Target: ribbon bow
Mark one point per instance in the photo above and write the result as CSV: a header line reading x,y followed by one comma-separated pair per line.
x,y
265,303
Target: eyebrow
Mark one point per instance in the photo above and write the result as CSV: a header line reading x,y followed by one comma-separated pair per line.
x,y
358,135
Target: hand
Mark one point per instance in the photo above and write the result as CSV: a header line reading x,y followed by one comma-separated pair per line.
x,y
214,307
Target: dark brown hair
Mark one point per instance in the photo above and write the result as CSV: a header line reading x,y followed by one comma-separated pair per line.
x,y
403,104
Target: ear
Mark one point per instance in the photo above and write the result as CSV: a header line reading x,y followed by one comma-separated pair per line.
______
■ **QUÉ HACER**
Transcribe sin ningún cambio todas las entradas de arriba.

■ **SOLUCIÓN**
Target: ribbon bow
Mark one point per instance in the photo above and write the result as CSV: a header line reading x,y followed by one comma-separated pair per line.
x,y
265,303
Target: eyebrow
Mark one point per instance in the photo above and write the result as CSV: a header line reading x,y followed by one comma-separated pair per line.
x,y
358,135
Target: hand
Mark one point per instance in the photo above and write the result as CSV: a header line reading x,y followed by one comma-separated pair per line.
x,y
214,307
Target: dark brown hair
Mark one point per instance in the photo above and write the result as CSV: a header line reading x,y followed by one comma-separated pair per line.
x,y
403,104
Target: ear
Mark one point per instance in the photo above and write the result as CSV: a header line reading x,y followed by one comma-separated pair per line.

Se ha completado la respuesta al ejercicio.